PROBLEM STATEMENT | Count how many lines in the items below contain the word "windshield" and reply with only that number.

ROWS |
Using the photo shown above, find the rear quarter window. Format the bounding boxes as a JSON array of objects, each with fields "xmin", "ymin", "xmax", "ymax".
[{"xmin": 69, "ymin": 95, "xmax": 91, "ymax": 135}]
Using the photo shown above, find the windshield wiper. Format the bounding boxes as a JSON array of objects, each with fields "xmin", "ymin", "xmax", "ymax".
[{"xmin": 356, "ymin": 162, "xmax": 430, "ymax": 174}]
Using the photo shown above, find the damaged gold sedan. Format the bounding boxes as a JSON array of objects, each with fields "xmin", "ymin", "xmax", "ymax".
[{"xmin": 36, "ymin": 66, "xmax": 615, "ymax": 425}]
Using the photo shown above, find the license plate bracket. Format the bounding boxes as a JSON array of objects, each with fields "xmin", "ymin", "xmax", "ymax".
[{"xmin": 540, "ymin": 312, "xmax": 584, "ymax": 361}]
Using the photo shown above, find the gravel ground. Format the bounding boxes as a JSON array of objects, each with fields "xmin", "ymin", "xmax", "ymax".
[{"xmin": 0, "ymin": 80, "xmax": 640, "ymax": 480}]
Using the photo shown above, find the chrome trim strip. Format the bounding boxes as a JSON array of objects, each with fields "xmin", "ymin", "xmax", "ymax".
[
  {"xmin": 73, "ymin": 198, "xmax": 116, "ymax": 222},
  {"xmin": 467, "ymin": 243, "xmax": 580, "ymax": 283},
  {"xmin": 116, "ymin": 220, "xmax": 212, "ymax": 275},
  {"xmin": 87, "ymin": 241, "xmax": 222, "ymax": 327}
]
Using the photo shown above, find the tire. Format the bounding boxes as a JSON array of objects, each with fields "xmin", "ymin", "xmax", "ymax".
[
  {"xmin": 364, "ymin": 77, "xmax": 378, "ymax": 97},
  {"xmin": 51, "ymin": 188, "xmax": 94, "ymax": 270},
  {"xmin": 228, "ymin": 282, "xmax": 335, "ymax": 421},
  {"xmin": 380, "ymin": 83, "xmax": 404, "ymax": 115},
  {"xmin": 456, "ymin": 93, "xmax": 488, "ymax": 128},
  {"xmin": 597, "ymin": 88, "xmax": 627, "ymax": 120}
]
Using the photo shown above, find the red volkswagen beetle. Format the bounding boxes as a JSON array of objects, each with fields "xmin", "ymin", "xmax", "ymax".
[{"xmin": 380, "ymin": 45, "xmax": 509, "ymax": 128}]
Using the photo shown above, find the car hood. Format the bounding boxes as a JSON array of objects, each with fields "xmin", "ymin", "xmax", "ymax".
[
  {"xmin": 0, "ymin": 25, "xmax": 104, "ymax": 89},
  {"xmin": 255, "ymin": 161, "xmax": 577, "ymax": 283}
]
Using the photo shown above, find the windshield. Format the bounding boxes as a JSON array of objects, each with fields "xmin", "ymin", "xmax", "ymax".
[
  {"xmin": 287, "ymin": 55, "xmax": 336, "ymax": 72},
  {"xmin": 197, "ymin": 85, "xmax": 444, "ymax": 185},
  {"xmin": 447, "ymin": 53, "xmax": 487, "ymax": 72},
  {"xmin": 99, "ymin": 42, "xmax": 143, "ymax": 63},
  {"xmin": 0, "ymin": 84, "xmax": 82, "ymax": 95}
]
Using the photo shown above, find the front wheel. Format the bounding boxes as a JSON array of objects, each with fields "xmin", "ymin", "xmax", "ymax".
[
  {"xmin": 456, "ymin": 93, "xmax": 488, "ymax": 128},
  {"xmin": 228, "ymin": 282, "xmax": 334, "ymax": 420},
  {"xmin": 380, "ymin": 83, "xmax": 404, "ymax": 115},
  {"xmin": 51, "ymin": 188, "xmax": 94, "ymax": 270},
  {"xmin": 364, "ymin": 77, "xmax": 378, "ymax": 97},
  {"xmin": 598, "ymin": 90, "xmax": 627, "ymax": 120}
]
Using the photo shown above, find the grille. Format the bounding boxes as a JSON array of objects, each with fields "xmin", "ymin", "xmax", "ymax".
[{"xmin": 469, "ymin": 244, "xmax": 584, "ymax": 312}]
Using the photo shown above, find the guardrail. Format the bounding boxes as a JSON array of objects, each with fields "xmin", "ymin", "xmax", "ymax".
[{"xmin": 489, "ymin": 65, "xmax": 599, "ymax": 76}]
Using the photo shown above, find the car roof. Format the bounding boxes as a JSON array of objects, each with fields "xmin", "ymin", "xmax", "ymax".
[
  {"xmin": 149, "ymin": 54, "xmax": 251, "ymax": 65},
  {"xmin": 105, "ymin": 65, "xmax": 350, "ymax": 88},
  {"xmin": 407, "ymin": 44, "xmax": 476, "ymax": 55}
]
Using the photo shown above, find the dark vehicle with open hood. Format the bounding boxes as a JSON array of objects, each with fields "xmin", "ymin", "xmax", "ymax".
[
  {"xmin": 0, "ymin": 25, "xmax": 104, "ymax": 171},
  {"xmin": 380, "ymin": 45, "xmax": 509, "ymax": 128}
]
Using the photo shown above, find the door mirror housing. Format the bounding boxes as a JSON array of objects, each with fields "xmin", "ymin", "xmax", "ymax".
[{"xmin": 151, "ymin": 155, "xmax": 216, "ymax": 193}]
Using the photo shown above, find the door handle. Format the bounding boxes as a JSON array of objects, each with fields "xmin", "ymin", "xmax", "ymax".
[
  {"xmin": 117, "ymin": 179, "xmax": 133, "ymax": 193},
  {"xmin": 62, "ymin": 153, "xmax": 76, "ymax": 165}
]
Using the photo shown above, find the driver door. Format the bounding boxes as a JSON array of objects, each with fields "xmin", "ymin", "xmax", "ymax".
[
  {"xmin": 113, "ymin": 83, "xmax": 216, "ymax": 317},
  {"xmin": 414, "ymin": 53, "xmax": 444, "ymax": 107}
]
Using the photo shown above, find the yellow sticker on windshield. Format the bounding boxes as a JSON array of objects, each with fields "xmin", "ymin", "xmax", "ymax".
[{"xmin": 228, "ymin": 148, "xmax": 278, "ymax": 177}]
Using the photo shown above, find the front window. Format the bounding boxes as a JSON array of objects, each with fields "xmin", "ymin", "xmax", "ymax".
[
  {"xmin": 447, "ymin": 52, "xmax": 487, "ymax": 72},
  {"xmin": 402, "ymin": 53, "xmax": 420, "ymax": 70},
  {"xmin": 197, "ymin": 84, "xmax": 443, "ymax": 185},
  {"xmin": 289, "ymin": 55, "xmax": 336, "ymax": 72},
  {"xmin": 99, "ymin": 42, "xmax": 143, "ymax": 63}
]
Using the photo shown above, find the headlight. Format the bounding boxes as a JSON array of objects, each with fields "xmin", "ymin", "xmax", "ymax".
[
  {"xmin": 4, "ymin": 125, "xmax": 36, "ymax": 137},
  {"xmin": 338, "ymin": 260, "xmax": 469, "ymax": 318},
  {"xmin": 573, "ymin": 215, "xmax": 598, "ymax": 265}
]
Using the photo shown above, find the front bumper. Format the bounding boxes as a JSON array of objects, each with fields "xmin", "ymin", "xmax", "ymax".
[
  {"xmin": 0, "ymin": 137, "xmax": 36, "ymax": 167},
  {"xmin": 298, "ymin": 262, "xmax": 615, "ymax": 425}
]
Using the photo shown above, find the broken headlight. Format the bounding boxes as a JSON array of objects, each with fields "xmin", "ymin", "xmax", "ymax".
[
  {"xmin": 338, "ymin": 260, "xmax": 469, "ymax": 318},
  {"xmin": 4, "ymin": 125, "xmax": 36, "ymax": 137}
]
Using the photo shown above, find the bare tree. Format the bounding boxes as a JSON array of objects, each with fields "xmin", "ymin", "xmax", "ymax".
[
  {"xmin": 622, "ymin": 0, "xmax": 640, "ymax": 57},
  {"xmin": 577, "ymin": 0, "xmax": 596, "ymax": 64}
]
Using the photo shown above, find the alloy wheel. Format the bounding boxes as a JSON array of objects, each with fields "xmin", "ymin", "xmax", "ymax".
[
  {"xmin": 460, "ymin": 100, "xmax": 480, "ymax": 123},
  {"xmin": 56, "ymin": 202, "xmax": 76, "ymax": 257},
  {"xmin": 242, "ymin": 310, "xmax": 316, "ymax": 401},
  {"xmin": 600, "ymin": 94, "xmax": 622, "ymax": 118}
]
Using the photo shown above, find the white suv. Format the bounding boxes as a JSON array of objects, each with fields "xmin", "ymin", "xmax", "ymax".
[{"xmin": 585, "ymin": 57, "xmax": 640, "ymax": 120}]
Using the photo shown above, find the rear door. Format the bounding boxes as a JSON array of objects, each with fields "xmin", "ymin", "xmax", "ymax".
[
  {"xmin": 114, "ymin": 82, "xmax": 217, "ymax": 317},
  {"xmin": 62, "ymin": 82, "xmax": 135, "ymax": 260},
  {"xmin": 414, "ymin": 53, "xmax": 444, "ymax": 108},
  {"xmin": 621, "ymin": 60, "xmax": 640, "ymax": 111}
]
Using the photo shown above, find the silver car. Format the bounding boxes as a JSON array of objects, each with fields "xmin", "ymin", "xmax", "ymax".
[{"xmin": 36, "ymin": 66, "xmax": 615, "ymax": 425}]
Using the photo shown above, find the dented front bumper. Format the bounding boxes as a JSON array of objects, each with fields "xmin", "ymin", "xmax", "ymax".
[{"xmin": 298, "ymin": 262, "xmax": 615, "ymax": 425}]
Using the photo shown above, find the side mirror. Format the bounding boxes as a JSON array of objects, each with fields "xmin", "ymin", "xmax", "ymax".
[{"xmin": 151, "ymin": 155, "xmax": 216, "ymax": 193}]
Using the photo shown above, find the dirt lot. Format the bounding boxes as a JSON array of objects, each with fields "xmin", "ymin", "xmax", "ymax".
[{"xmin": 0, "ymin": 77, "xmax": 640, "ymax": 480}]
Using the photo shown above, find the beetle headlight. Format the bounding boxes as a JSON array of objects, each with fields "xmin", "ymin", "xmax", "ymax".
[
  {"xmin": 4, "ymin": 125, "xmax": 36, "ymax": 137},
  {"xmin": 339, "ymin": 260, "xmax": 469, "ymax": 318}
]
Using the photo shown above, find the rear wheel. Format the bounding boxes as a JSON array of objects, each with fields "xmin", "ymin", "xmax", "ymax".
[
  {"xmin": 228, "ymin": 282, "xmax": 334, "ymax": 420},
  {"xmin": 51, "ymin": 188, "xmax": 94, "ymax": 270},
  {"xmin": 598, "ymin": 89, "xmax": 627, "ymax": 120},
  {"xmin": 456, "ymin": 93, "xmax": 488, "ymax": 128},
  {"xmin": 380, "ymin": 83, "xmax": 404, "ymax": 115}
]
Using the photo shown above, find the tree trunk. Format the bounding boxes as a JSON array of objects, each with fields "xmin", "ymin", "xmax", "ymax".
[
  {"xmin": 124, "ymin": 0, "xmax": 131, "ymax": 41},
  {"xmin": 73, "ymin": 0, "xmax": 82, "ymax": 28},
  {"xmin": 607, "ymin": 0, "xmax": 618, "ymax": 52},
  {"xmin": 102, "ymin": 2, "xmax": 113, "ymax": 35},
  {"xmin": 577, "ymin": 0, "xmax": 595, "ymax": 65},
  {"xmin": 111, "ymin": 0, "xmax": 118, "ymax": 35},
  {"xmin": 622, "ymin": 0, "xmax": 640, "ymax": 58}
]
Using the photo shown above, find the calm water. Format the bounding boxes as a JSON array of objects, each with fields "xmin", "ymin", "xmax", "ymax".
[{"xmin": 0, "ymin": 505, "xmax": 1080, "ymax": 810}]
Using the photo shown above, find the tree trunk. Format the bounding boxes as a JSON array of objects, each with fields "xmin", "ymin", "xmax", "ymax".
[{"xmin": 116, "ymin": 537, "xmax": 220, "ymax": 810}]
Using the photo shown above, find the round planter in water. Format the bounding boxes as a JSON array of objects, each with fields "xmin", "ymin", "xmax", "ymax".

FINISHED EXERCISE | 3